Stored items:
________________________

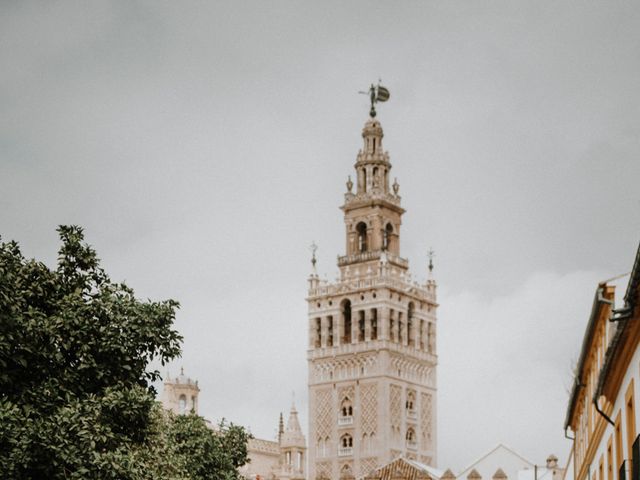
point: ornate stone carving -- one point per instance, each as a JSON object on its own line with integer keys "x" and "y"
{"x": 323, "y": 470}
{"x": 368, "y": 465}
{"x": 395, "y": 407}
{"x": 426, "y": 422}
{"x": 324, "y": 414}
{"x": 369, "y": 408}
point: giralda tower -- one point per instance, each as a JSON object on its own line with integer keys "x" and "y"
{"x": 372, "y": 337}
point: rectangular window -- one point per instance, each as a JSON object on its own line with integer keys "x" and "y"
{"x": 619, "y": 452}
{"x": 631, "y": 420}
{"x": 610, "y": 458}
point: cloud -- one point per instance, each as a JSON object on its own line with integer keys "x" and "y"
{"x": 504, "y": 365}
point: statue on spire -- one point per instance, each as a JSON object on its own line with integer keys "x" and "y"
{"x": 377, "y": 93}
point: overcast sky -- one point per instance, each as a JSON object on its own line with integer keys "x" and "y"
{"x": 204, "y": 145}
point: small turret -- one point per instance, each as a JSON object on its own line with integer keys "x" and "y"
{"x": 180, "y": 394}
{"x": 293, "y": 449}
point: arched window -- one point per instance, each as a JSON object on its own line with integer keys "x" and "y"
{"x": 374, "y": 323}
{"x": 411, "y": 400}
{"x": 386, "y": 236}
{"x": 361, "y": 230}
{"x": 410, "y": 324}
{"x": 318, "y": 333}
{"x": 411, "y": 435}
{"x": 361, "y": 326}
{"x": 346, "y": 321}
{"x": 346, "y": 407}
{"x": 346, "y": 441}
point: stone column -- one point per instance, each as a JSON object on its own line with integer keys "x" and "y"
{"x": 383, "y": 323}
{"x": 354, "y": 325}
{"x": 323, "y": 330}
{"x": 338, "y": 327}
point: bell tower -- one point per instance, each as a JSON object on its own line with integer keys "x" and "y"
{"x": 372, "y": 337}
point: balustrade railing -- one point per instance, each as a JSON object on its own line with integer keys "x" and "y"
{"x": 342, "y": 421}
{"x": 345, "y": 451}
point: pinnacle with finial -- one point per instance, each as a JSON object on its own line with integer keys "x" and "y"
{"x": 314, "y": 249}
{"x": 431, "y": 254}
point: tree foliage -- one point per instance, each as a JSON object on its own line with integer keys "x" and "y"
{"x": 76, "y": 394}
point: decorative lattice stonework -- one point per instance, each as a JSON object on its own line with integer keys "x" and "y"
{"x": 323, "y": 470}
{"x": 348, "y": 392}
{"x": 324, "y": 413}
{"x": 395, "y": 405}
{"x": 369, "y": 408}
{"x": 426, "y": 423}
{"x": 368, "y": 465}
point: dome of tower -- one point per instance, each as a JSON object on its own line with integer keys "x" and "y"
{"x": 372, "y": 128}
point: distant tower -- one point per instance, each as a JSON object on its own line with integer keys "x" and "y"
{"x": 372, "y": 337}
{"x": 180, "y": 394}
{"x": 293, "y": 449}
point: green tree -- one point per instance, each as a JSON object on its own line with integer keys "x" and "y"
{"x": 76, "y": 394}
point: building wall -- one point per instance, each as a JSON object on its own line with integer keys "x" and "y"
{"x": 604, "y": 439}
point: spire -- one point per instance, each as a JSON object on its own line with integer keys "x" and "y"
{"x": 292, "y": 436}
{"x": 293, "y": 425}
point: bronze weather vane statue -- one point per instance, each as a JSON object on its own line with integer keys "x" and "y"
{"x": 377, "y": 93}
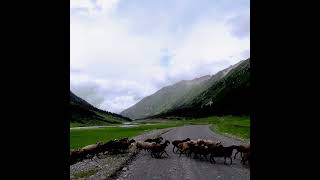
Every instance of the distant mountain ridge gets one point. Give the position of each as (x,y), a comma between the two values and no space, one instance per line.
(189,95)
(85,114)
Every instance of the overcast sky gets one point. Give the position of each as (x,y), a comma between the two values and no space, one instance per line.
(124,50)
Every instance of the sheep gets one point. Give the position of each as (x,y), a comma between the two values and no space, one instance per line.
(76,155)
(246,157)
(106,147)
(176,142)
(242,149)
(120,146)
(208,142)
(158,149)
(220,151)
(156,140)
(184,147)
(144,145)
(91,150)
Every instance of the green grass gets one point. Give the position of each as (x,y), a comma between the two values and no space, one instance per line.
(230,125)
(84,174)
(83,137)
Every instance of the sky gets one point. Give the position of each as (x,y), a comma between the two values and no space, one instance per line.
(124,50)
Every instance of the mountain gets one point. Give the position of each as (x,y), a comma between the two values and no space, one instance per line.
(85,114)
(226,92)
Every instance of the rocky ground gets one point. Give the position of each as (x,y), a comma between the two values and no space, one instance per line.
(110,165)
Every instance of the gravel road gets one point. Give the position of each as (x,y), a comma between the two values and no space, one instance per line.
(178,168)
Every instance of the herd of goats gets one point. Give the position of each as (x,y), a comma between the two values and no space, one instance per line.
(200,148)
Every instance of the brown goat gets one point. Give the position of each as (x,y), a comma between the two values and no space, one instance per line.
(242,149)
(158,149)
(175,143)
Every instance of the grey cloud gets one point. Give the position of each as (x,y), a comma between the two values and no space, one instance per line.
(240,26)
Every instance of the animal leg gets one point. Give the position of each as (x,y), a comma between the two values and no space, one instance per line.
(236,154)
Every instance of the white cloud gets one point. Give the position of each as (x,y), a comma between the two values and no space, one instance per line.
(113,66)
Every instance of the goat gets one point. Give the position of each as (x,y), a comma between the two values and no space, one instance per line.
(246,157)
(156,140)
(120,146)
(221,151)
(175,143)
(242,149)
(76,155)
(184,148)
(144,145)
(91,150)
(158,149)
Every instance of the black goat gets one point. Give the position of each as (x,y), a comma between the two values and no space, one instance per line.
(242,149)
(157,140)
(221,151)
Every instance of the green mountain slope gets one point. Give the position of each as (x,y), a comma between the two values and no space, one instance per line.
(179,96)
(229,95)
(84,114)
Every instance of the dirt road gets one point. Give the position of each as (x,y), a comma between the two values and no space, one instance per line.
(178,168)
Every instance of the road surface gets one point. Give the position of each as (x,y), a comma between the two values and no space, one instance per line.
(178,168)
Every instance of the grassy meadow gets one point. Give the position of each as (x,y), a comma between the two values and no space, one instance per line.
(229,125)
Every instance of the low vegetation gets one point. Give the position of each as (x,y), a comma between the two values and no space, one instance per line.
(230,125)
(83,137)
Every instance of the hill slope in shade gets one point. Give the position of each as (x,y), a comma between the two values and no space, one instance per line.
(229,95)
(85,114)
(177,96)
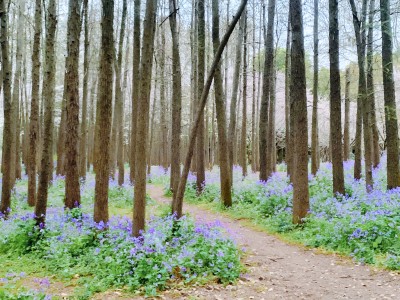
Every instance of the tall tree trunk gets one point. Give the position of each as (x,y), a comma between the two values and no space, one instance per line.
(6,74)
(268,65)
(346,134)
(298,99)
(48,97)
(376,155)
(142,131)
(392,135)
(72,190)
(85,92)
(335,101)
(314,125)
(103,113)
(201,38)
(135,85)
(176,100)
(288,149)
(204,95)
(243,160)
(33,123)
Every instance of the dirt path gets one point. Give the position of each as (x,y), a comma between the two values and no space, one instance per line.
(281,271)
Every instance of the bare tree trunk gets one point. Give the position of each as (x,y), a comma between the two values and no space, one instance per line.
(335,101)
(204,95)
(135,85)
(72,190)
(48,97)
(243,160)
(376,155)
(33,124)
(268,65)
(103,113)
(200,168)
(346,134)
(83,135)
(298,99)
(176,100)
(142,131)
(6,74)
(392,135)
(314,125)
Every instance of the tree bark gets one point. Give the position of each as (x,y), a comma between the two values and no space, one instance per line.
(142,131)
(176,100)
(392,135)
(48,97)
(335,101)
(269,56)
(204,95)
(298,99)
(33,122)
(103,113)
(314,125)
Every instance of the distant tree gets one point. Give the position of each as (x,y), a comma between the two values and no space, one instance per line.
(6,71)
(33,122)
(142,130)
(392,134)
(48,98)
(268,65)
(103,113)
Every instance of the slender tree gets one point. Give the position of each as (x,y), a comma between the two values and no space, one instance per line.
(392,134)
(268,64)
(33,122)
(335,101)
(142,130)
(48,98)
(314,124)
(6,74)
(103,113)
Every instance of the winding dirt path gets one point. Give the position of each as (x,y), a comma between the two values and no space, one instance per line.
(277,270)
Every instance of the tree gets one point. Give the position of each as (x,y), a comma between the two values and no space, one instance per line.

________________________

YOUR GOAL: Please repeat the lines above exactly, beginning with the line that contains "Every instance of the winding" and ending with the final one.

ANSWER FOR THIS EXERCISE:
Every instance of the winding dirt path gets one point. Give the position of each as (x,y), a comma between the two values and no space, one instance per line.
(277,270)
Every instance of the tree gets one point. Give the position of each as (x,y), a comma between the two values and no space, one instance per line.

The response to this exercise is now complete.